■ **ACTIONS TO TAKE**
**a.** Answer these questions from the passage about the writer's grandmother, giving each answer on its own line marked to match:
(i) How tall was the grandmother?
(ii) What image was on the paper prayer card?
(iii) At the base of which temple do the funeral pyres burn?
**b.** Pick up the passage about the writer's grandmother after its final sentence and continue it.

Grandpa Joe, me, my sister Shannon, and the one and only Grandma Gracie

Grandpa, me, my sister Shannon, and the one and only “Gram”, Florida, 1983

My grandmother, my dad’s mother, was a fierce Italian woman who hugged too tightly and never hesitated to tell you what was on her mind. She fed us too well and despite the fact that she was only 4′ 11″, her footsteps were like that of an elephant’s (she was always in heels), and I swear that they based that TV commercial on how she would call my brother in for dinner (“Annnthony!”). She passed away last October, five days before I left for Nepal. I returned to NY to celebrate her life and then boarded the plane for a journey that would change my own.

In my backpack, I carried two of her prayer cards: a laminated version with a picture of the Blessed Mother looking down with love upon three children, and a paper one with a solitary image of the Virgin Mary. Mary was my grandmother’s lodestar, her namesake, and in her final years, who she remembered her own mother to be. It is because of my grandmother that my daughter carries the same name.

Two days after my grandmother’s funeral, I found myself crouching on the banks of the Bagmati River in Kathmandu, the gateway to The Beyond for the Hindu community in Nepal. A continuous stream of funeral pyres burn here, releasing into the waters the remnants of the dead, and are then re-lit over and over again, burning at the base of the Shree Pashupatinath Temple. In my hand was the paper prayer card, Mary looking out into an unseen distance. I thanked my grandmother for her love and devotion. I promised to always remember that “blood is thicker than water”, and to keep my eyes out for a “decent” girlfriend for my single brother—and then I let the card be carried away with the ashes of so many others in the waters of the Bagmati.

■ **DATA SUPPLIED**
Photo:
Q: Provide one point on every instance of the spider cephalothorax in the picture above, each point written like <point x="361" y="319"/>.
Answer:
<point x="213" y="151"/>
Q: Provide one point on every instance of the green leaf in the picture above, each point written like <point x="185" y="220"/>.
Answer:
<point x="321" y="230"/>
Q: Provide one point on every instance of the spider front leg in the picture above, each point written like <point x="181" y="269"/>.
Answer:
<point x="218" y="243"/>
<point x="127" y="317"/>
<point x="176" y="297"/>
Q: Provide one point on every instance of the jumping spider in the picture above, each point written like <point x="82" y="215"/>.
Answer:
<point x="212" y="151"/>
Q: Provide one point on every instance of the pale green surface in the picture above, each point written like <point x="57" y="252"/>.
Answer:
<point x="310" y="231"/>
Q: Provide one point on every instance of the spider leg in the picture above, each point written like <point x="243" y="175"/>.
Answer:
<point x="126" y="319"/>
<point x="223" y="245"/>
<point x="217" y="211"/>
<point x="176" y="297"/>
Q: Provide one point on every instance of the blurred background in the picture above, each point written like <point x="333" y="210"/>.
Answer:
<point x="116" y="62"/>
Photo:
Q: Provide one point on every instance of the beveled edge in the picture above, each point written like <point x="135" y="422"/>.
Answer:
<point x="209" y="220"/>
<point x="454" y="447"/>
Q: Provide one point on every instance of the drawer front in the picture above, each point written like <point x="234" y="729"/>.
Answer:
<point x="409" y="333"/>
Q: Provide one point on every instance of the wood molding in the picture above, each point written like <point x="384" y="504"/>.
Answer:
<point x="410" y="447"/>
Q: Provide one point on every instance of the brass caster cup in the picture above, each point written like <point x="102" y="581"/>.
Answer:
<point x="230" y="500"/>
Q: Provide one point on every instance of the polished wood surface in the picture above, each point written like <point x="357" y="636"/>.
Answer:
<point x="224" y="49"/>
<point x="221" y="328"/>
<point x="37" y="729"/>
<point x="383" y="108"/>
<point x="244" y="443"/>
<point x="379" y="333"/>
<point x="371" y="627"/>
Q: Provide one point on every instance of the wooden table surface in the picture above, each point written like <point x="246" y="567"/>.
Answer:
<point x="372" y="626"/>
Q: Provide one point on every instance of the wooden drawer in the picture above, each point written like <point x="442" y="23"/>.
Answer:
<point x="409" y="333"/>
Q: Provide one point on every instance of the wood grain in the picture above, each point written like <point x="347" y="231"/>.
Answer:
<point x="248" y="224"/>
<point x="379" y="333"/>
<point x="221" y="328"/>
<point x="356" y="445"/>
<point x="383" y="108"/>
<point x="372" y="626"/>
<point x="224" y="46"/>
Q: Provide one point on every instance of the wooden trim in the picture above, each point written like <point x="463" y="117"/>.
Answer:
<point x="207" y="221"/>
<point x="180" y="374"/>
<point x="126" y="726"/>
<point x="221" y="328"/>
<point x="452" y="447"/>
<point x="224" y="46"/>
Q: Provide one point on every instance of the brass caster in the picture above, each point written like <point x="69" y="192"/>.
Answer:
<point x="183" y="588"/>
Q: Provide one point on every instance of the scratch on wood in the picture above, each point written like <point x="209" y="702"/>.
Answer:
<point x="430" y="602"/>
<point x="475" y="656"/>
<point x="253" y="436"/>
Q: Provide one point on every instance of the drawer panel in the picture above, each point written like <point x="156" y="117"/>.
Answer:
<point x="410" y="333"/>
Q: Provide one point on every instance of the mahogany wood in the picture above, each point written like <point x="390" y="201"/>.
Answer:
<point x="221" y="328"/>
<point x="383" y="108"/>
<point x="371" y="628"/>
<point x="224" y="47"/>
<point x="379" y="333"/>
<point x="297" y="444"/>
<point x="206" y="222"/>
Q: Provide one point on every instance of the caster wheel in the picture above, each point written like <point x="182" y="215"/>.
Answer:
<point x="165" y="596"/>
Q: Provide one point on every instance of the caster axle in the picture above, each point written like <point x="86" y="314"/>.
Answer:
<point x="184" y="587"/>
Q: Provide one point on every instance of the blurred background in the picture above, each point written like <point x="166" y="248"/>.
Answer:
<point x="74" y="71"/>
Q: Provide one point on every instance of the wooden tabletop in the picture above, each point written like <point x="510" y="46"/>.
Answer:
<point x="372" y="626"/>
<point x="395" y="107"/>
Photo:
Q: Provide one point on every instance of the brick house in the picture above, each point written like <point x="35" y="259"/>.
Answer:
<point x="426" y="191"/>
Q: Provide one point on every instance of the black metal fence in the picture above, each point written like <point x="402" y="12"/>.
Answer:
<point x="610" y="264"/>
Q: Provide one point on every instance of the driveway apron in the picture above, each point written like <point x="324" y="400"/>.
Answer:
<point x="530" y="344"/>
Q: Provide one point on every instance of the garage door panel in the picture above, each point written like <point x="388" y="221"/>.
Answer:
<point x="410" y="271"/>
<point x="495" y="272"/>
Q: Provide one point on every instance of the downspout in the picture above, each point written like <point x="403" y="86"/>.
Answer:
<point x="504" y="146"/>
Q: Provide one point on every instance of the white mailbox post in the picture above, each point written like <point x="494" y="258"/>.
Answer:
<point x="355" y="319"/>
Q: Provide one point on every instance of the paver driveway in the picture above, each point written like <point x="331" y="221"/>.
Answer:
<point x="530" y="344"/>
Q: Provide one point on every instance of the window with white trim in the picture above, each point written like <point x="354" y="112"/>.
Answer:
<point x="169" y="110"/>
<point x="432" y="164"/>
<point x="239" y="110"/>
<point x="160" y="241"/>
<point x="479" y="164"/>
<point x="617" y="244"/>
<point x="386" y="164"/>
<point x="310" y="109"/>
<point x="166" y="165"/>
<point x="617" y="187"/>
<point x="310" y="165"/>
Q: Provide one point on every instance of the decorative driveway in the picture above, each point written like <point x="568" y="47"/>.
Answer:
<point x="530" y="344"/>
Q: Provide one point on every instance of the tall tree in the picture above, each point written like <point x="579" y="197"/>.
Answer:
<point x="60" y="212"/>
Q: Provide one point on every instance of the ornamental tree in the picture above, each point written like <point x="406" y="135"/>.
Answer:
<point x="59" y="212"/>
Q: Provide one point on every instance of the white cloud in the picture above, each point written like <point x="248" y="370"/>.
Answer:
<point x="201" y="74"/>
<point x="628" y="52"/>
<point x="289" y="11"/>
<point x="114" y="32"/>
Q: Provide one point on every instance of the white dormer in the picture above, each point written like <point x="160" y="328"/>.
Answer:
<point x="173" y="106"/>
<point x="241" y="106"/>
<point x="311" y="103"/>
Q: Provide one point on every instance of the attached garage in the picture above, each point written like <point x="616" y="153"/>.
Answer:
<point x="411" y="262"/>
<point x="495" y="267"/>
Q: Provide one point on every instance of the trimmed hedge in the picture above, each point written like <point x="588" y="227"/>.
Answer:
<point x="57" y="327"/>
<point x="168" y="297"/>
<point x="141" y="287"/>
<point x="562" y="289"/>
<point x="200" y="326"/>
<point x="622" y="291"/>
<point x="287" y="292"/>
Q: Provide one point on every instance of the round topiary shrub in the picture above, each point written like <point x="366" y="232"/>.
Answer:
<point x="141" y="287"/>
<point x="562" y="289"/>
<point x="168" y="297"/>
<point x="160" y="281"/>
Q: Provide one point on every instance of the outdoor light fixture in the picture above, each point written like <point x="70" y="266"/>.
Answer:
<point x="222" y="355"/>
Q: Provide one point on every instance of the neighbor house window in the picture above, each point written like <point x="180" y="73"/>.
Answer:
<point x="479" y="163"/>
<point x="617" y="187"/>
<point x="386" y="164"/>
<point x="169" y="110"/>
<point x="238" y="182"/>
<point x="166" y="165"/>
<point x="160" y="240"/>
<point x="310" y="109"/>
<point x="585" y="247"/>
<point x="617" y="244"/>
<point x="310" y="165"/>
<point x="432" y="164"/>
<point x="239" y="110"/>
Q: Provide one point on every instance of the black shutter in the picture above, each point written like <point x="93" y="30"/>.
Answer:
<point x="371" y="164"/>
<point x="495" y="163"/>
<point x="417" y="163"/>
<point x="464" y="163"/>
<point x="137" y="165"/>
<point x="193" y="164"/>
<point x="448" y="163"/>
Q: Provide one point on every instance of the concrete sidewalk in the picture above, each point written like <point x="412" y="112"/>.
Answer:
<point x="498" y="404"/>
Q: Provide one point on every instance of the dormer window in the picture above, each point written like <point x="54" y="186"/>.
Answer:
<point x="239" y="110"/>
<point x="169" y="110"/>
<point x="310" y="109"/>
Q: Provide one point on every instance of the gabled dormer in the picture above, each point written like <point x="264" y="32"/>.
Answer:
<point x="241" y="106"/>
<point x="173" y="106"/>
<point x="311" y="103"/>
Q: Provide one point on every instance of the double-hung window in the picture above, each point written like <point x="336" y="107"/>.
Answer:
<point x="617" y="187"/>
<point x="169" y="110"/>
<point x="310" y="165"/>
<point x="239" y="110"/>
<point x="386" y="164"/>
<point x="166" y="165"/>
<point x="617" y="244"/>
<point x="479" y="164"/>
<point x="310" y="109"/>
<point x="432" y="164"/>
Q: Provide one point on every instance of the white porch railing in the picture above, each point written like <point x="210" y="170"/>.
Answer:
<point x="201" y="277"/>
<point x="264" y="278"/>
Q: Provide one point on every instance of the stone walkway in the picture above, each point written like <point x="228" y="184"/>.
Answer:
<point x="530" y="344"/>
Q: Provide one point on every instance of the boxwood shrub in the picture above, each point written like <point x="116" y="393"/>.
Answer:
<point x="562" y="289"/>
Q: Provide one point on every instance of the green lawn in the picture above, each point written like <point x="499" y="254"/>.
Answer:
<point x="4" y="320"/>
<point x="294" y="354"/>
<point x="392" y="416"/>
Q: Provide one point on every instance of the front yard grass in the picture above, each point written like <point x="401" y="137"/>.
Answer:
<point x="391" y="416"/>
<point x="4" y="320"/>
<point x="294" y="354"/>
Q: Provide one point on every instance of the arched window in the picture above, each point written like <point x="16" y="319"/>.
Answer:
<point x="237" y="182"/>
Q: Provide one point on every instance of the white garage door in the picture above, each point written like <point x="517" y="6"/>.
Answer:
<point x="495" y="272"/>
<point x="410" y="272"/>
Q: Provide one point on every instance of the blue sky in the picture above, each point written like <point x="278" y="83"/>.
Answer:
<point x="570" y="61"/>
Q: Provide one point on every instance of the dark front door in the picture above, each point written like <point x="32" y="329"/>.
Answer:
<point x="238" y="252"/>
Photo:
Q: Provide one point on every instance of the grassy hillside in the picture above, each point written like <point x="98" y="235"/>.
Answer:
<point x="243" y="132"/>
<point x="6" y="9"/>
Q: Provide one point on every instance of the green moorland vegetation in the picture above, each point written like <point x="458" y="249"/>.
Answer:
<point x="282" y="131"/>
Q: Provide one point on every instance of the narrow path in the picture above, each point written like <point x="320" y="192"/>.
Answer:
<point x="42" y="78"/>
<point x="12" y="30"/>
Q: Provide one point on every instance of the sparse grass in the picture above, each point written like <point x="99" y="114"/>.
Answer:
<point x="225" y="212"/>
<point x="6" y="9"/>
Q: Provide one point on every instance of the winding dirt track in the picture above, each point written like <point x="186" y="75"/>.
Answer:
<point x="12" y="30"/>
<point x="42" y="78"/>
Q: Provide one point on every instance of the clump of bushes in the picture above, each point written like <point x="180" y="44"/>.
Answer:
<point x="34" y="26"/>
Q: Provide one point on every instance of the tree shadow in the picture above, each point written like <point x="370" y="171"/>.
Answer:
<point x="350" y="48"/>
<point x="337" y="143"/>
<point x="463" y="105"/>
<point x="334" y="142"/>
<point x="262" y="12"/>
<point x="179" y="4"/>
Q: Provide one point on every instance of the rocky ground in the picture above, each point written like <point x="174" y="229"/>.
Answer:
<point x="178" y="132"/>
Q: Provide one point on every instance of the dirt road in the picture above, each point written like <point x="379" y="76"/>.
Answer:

■ **ANSWERS TO THE EXERCISES**
**a.**
(i) 4′ 11″
(ii) A solitary image of the Virgin Mary
(iii) The Shree Pashupatinath Temple

**b.**
Bagmati River, Kathmandu, Nepal, 2015

Bagmati River, Kathmandu, Nepal, 2015 – photo credit: Sahadev Panday

Despite the fact that I was able to perform my good-bye ceremony in one of the most sacred places on the planet, it wasn’t until I was hiking through the foothills of the Himalayas that I encountered my grandmother in the afterlife. As we marched through one tiny village after another, we came across so many lovely, yet somewhat solemn individuals. Always smiling, they kept mostly to themselves, a resultance of not speaking our language I’d assumed. But rounding the corner one warm morning, we came across an ardent, ageless crone who we heard before we saw. We met what could only be described as my Nepali grandmother.

My Nepali Grandmother, Annapurna Range, Nepal, 2015

My Nepali Grandmother, Annapurna Range, Nepal, 2015

Also a nonagenarian, this woman called us over to show us her broken eyeglasses. Her fingers, bent by time and arthritis, pointed at each of us with aggression, while she animatedly explained to our guide that her daughter had left to go breed a bull in another village and she needed new glasses. She was hard of hearing, but sharp as a tack and had something to say about each of us. She had the same demanding attitude, the same crooked fingers, the same “what in the Hell do you know!” gestures as she waved us away, annoyed that we didn’t have any glasses to give her. I quietly sidled up to her and held her hand as she talked, expecting her to impart some wisdom or have a spark of recognition for me—for clearly she was my grandmother in another time and a very faraway place—but there was none. She took no notice of me and barely registered that I was touching her at all. I was okay with that. I had received far more than I ever expected and was grateful for the opportunity to see that my grandmother could live on in unexpected ways.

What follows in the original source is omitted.